##### SOURCE EXCERPT #####
Oxford 3 Luton 2: Back to basics for Bloomfield as Town rediscover self-destruct button 

Matt Blomfield
Matt Blomfield

The more things change, the more they stay the same. Luton were 2-1 up at half time but capitulated, with every single Oxford goal Oxford a defensive calamity and Greg Leigh’s catastrophically unmarked winner proving fatal. 

It ensured an 11th straight Championship away defeat, a 12th in all competitions. One more and the Hatters will equal their worst-ever run of 13 away defeats. That’s a problem for another day. For now, Luton remain in the bottom three and the reasons why completely undermined clear improvements elsewhere on the pitch. 

The small progress achieved in manager Matt Bloomfield’s debut day on Saturday and for half of this game? Overshadowed. 

But this was not on the Hatters boss. At the weekend, he looked to have instilled a newfound defensive solidity in just three days with the club, by restricting Preston to zero shots on target, though they were mind-numbingly unadventurous. But at the Kassam Stadium, his players reverted to a team hardwired for self-destruction, long before he arrived last week.

“There’s some good stuff. It doesn’t matter when we lose games and concede goals like we did. It doesn’t matter because ultimately the game is about results – and I’m here to win,” said Bloomfield, who is still waiting for his first as Luton boss.

“It’s frustrating because there was some good elements, but we’ve come away with nothing because we have to defend our box better

“It’s very disappointing. The game will never change. the two 18-yard boxes are the most important areas of the pitch. You have to defend one end with your life, and you have to stick the ball in the net at the other end. 

“That’s what the game comes down to. We scored two good goals tonight and (I’m) really pleased with those but, ultimately, we didn’t defend our goal well enough. And if you do that, then you’re not going to win.”

Despite fresh new ideas, old problems run deep and the manager may not have enough fingers to plug the never decreasing number of holes in his side’s defensive dike. It’s not formations. It’s not tactics. Those elements that the manager can effect, have been evident and promising, but they’ll only go so far if his defenders do not do the basics.

Bloomfield, the board and Town’s recruitment team now face a crucial final two weeks of the transfer window. If the players available cannot cut out the mistakes, then reinforcements are desperately needed, with fans already fearing that League One – via back-to-back relegations – beckons. 

Until the window shuts on February 3, Bloomfield will have his work cut out in the market and on the training pitches at The Brache. 

“It’s the only way to do it,” he told the BBC, adding: “We’ve got to get the training ground. We’ve got to work. We’ve got to keep working. We’ve got to do the basics. Any successful winning football team does the basics well and we have to do the basics better.”
##### DATA LISTING #####
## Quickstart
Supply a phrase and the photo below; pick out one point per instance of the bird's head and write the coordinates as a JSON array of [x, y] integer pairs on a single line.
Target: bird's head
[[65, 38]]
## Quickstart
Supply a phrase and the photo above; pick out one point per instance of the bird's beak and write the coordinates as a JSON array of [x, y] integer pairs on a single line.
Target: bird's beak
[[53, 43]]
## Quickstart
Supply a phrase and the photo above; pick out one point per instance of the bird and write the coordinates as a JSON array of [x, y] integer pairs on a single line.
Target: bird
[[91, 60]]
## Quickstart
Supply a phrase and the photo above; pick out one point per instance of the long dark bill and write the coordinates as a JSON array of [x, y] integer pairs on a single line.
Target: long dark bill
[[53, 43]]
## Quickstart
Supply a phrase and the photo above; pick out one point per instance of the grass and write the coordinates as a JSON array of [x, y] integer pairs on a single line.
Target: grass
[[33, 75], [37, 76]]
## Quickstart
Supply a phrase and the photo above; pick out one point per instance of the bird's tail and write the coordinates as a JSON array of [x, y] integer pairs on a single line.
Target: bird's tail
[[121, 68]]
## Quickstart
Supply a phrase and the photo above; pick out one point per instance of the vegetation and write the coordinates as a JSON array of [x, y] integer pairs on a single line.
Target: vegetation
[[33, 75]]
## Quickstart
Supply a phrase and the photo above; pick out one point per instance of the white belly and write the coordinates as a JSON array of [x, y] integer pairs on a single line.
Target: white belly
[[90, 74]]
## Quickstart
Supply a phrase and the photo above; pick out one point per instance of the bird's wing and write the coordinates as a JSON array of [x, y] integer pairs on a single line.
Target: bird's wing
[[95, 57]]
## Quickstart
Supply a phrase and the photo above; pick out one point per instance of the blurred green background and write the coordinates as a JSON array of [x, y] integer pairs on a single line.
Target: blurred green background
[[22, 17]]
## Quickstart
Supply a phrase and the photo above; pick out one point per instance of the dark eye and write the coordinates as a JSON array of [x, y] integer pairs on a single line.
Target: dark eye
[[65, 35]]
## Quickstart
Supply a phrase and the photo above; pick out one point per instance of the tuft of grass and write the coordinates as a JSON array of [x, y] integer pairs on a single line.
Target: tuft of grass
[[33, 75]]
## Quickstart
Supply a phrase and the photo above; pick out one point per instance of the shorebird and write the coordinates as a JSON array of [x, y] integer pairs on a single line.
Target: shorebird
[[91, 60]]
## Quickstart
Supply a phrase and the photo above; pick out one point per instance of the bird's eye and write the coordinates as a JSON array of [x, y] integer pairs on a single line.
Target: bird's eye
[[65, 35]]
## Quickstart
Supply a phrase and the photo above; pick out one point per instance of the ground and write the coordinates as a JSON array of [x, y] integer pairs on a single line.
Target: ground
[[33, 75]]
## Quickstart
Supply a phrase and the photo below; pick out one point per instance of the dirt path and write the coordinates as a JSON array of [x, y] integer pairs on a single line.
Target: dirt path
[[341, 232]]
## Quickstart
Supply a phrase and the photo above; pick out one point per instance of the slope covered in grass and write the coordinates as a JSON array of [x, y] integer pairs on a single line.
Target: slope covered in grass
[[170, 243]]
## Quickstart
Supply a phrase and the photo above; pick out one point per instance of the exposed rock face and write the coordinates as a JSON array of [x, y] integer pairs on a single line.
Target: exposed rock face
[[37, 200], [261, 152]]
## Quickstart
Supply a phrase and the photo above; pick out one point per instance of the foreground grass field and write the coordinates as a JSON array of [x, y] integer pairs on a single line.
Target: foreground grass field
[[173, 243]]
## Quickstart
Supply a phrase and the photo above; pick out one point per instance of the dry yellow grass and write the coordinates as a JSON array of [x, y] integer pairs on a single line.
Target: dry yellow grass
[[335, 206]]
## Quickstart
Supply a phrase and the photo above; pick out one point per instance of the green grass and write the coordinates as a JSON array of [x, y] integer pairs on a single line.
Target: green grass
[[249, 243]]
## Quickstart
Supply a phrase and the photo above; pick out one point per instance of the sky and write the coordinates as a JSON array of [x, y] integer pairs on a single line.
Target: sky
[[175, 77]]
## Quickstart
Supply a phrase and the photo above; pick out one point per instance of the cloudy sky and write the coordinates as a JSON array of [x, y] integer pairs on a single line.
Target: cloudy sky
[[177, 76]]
#####
PROBLEMS AND TASKS —
1: Translate this sentence from the match report into Spanish: "Bloomfield, the board and Town’s recruitment team now face a crucial final two weeks of the transfer window."
2: Reproduce a passage of the match report word for word, beginning at the words "It ensured an" and stopping after "this game? Overshadowed.".
3: In the match report, on what date does the transfer window shut?

SOLUTIONS FOR EACH TASK —
1: Bloomfield, la directiva y el equipo de captación del Town afrontan ahora unas cruciales dos últimas semanas del mercado de fichajes.

2:
It ensured an 11th straight Championship away defeat, a 12th in all competitions. One more and the Hatters will equal their worst-ever run of 13 away defeats. That’s a problem for another day. For now, Luton remain in the bottom three and the reasons why completely undermined clear improvements elsewhere on the pitch. 

The small progress achieved in manager Matt Bloomfield’s debut day on Saturday and for half of this game? Overshadowed.

3: February 3